雇用・能力開発機構

ローカルニュース 2008/01/15

ニーズ高まる病児・病後児保育 サービス充実が課題

 働く母親たちを支える新たな子育て支援策として、病気の子どもを預かる「病児・病後児保育」へのニーズが高まっている。鳥取県内では病院や保育所など十三カ所に整備されているが、インフルエンザなど他人に感染する急性期の疾患は受け入れられなかったり、定員超過で利用を断られるケースもあり、保育サービスの充実が求められている。

病後児保育施設「にじっこルーム」の保育室。床暖房で温かい雰囲気のなか、病気の子どもたちがゆっくり一日を過ごせるように工夫されている=鳥取市的場1丁目

 「保育所からよく、子どもが発熱したので迎えに来るように電話がかかってくる。何とか仕事の都合をつけて迎えにいくが、何度ともなると休みづらい」。二歳の息子を鳥取市内の保育所に通わせる母親は、仕事中に携帯電話の着信音がなるたびに、こうした不安が頭をよぎるという。共働き家庭にとっては、子どもが病気になった時どうするかは切実な問題だ。

課題:
本文の「ローカルニュース 2008/01/15」で始まり「ビスの充実が求められている。」に至るまでの部分を、一字も変えずに書き写すこと。 本文以外の情報には頼らないこと。

提供データ:

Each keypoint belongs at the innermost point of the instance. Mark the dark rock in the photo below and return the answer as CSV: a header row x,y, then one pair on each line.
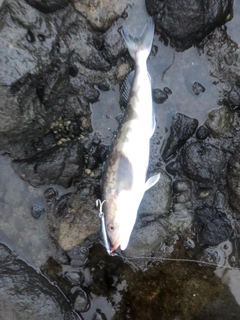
x,y
203,162
233,178
41,37
72,219
78,256
24,292
187,22
104,86
102,13
30,36
182,191
212,226
154,7
75,278
167,90
202,133
220,121
33,83
113,44
81,303
56,166
96,141
37,211
101,153
234,97
73,70
99,315
198,88
50,193
49,5
92,94
159,96
182,128
173,167
61,206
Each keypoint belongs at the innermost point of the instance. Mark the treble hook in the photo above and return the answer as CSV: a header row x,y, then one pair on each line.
x,y
104,233
100,204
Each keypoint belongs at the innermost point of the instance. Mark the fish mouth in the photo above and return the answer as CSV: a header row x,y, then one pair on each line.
x,y
116,244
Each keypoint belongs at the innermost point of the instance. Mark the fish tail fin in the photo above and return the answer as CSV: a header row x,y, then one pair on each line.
x,y
142,45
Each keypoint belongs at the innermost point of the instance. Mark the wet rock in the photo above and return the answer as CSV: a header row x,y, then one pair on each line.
x,y
34,83
81,303
122,71
167,90
187,22
220,121
73,218
159,96
73,70
202,133
173,167
104,86
101,153
50,193
75,278
113,44
203,162
99,315
212,226
48,6
182,128
198,88
180,219
182,191
234,97
78,256
233,178
24,292
37,211
56,166
147,236
157,200
100,14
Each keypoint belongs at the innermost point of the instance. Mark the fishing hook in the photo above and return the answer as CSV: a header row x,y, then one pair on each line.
x,y
104,233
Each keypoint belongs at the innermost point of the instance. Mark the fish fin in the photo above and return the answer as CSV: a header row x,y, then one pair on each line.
x,y
142,44
126,89
124,174
152,181
153,124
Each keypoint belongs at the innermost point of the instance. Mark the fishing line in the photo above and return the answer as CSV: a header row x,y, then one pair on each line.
x,y
100,203
156,259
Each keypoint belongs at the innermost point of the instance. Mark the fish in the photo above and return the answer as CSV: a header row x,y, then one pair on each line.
x,y
124,177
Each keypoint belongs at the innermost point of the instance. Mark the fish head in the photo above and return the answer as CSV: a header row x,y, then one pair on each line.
x,y
120,222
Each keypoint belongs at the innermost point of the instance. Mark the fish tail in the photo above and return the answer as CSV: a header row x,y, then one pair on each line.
x,y
140,46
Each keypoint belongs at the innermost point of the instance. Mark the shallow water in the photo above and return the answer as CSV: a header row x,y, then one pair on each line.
x,y
165,290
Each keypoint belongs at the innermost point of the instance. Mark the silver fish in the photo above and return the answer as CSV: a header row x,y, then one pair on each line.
x,y
124,179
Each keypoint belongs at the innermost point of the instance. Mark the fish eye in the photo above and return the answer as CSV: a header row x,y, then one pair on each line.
x,y
110,227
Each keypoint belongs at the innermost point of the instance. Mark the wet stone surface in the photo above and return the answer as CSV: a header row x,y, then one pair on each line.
x,y
34,291
203,162
182,128
62,64
186,26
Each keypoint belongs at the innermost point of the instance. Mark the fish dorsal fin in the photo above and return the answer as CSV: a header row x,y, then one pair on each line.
x,y
124,173
126,89
152,181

解答:
ローカルニュース 2008/01/15

ニーズ高まる病児・病後児保育 サービス充実が課題

 働く母親たちを支える新たな子育て支援策として、病気の子どもを預かる「病児・病後児保育」へのニーズが高まっている。鳥取県内では病院や保育所など十三カ所に整備されているが、インフルエンザなど他人に感染する急性期の疾患は受け入れられなかったり、定員超過で利用を断られるケースもあり、保育サービスの充実が求められている。